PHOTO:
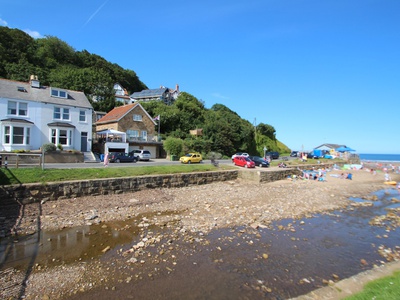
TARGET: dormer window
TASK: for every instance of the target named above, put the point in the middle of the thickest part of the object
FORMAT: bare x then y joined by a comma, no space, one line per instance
137,117
59,93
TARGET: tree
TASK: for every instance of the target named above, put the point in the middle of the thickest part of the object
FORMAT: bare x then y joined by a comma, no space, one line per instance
173,146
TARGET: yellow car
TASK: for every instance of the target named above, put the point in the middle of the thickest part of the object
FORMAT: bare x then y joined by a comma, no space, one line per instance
191,157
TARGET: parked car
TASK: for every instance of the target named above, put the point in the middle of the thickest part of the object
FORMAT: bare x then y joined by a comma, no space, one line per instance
259,161
142,154
243,161
273,155
311,155
118,157
191,157
240,154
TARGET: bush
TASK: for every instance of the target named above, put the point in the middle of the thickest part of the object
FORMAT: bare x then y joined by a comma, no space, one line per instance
174,146
214,155
49,147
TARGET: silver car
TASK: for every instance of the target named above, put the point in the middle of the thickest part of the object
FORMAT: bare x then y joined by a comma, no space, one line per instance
142,154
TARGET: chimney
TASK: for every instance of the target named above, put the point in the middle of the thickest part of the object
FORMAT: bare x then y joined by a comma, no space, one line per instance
34,81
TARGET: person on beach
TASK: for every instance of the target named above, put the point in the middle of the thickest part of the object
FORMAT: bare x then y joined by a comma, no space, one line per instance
387,177
106,160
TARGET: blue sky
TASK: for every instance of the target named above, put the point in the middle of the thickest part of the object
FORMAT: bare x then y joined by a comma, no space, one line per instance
318,71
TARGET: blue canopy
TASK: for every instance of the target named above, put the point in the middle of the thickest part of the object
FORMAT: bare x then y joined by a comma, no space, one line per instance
344,149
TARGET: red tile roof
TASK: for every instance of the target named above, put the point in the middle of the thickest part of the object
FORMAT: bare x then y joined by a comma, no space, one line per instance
117,113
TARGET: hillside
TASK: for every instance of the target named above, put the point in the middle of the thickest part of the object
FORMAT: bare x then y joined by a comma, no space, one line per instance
58,64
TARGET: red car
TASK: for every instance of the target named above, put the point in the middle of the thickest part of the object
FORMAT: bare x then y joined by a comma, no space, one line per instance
243,161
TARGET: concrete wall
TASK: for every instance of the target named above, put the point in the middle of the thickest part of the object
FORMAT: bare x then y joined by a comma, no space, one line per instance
30,193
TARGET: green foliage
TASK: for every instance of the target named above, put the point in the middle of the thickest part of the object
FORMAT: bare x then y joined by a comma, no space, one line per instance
266,130
386,288
38,175
174,146
58,64
49,147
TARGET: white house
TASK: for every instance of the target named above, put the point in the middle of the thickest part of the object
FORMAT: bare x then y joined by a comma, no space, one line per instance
32,115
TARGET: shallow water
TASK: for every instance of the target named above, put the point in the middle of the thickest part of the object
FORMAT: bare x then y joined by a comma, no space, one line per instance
287,259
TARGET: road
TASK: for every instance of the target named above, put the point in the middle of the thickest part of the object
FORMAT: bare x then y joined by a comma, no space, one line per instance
152,162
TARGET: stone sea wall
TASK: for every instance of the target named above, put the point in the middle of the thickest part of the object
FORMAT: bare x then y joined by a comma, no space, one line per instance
30,193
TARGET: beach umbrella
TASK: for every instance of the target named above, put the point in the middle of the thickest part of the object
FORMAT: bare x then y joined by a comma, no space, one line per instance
344,149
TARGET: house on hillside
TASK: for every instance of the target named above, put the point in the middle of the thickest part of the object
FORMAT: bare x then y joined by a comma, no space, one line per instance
32,115
167,95
329,147
121,94
127,128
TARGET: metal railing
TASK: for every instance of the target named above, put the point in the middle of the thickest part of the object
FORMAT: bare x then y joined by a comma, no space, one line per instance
20,159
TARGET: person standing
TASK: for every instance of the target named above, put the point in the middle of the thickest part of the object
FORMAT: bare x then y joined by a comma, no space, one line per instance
106,160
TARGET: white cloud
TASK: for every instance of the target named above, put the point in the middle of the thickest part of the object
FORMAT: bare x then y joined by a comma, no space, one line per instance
217,95
3,23
95,13
33,34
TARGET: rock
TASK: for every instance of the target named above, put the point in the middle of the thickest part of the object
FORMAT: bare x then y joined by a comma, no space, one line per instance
106,249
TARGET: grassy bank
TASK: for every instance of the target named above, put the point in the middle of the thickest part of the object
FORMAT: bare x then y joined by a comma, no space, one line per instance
37,175
386,288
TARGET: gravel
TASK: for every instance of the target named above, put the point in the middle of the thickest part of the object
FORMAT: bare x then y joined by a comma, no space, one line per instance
194,209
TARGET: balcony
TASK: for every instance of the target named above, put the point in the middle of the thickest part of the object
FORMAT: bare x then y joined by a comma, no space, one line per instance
148,139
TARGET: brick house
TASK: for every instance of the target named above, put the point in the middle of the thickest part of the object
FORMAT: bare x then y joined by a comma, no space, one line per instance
130,128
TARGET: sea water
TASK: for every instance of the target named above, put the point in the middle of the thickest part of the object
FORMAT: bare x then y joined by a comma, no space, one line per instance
380,157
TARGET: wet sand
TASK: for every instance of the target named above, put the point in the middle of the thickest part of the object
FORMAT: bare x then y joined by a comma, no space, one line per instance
195,209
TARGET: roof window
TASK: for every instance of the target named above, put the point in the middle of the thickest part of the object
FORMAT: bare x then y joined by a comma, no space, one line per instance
59,93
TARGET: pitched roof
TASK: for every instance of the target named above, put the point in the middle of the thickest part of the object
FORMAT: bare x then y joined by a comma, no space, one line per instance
18,90
152,93
119,112
330,146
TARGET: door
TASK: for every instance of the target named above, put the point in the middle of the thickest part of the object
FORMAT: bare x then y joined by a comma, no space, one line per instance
84,141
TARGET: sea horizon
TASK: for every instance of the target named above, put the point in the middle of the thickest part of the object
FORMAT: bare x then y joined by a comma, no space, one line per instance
379,157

------------

Output the records above exactly; leave out the pictures.

PHOTO:
TARGET: dormer window
TASK: for every instance of the target named above, put the point in the middle of the thickest part of the object
FORMAT: bare x then y joined by a comma, no space, one line per instance
137,117
59,93
TARGET: tree
TASK: for every instance of the target named above, put the point in the middle of the thickest part of the object
FORMAT: bare x then y joined by a comma, no space, one line per instance
173,146
TARGET: yellow car
TASK: for every instance of the target named above, put the point in the middle of the thickest part of the object
FORMAT: bare x then y joined by a comma, no space, one line per instance
191,157
TARGET: parked car
TASK: for every instance of the target named above, put the point in the middle of the thickest part of the object
FORMAT: bare x then y joined by a comma, no space, one line per instance
259,161
142,154
243,161
273,155
311,155
118,157
191,157
240,154
TARGET: bush
TASK: for every instance of the target named above, put the point in the middle of the thickest part of the object
FORMAT: bare x then y joined by a comma, no space, one line per instance
174,146
214,155
49,147
TARGET: silver car
TASK: for every instance of the target named above, put the point in the middle of the thickest part of the object
FORMAT: bare x then y joined by a comma, no space, one line per instance
142,154
TARGET: chimney
TASK: for every instance of the target named above, put the point in the middle of the thickest part of the object
FORMAT: bare x then y joined by a comma, no space, one line per instance
34,81
TARGET: person on beach
TASK: for every instance of the target named above, put the point in the middle of the thickest part of the object
FORMAT: bare x then y joined by a comma, no space, one line per instance
387,177
106,160
TARGET: blue sky
TASK: for every instance of the target named above, put the point in the middle of the thickest part of the object
FORMAT: bare x then y joined by a comma, no space, one line per instance
318,71
TARGET: blue canopy
TASK: for every instance of the target named above, put the point in the middle of the thickest part of the object
FORMAT: bare x then y joined by a comma, no space, one line per instance
344,149
TARGET: red tile roof
TASK: for every instance of the target named above, put the point in the middle of the thickest part of the object
FORMAT: bare x then y joined by a comma, no space, one line per instance
117,113
TARGET: hillside
TASK: for every instance of the target named above, put the point in the middle of the thickest part of the object
FORMAT: bare x then y joined by a comma, no space, one line per instance
58,64
TARGET: red car
TASK: for every instance of the target named above, put the point in the middle of the thickest part of the object
FORMAT: bare x then y joined by a comma, no space, one line per instance
243,161
TARGET: concrete wall
TASK: for every instance of the target named above, put the point in the middle of the thickest part of the object
FORMAT: bare x then y joined by a comma, no space, one line per instance
30,193
TARGET: green foliage
TASK: for every instance of the target named above, put the point in the middle of the thickest part of the object
FORMAT: bare x then y joined by a comma, no space, one line per instance
266,130
386,288
38,175
174,146
58,64
49,147
TARGET: white house
TASK: for every instance of the target named above, put the point in the middle of the thickest part of the object
FORMAT: bare x then y joined by a comma, no space, one line per instance
32,115
TARGET: shallow water
TASK: for every instance of the target named above, put the point in the middle of the thickest part of the object
FORMAT: bare x then y joined by a comma, no space, one line per instance
287,259
TARGET: road
TASK: for every instance of the target named above, put the point in the middle of the thickest part of the object
FORMAT: bare x then y joined by a comma, no space, one line per instance
152,162
TARGET: stone sea wall
TASK: for every instance of the target named above, put the point in the middle of the thickest part of the object
FORMAT: bare x then y joined by a comma, no space, one line per instance
30,193
TARGET: beach umbrella
TASK: for every instance of the target named above, put the point in the middle of the thickest part of the object
FORMAT: bare x then y joined by a comma, no space, one line per instance
344,149
TARGET: house on hillside
TASK: for every instance of the target named above, put the point in the middle of the thickest part of the object
FORMAT: bare x then y joined by a comma, no space, one line per instance
32,115
167,95
329,147
121,94
127,128
TARGET: metal railing
TASK: for every instance of the target named above, put the point in the middle of the thickest part of the object
FORMAT: bare x then y joined by a comma, no space, one line per instance
20,159
TARGET: person standing
TASK: for every instance of the target named above, put the point in the middle of the thickest part of the object
FORMAT: bare x then y joined by a comma, no space, one line per instance
106,160
TARGET: white cloud
TASK: for every instance of the target named above, put the point in the middle of the thickest part of the object
FORMAT: bare x then y joined by a comma, no space, one line per instance
217,95
3,23
95,13
33,34
TARGET: rock
TASK: for every instance of the target named above, put the point in the middle of the thickest part of the object
FORMAT: bare x then y joined by a comma, no space, one line per instance
106,249
TARGET: grassy bank
TASK: for every instance of the target named above, put the point in the middle of the thickest part of the object
FORMAT: bare x then y joined by a comma, no space, one line per instance
37,175
386,288
TARGET: gravel
TASK: for every instance of the target named above, put the point in the middle of the thickest part of the object
FORMAT: bare x then y joined by a comma, no space, one line per instance
194,209
TARGET: balcony
TASK: for every instance of the target named above, put the point in the middle of the thickest part of the object
FORMAT: bare x then y joined by a comma, no space, one line per instance
148,139
TARGET: brick house
TASK: for every instance of the target named above, put the point in the middle of the thickest part of the object
FORMAT: bare x then y joined by a comma, no space, one line per instance
130,128
TARGET: sea water
TASK: for every instance of the target named above, put the point in the middle of the thickest part of the object
FORMAT: bare x then y joined by a comma, no space, one line per instance
380,157
TARGET: wet sand
TASK: for every instance of the target named above, put the point in the middle of the thickest part of the object
FORMAT: bare x then y joined by a comma, no space, one line per instance
195,209
TARGET: roof window
TASK: for every instance of the target named above, put the point in the middle of the thickest part of the object
FORMAT: bare x then y joined by a comma, no space, one line per instance
59,93
TARGET: pitched roof
TASK: for every instance of the target named above, put the point in the middle of the thickest part of the object
FORMAT: bare x then y joined by a comma, no space, one line per instance
18,90
152,93
119,112
330,146
TARGET: door
TASK: for every instance of the target named above, put the point in the middle of the thickest part of the object
FORMAT: bare x then y joined by a comma, no space, one line per instance
84,141
TARGET: sea horizon
TASK: for every instance of the target named above, put the point in the middle of the thickest part of the object
FORMAT: bare x then y joined by a comma, no space, one line per instance
379,157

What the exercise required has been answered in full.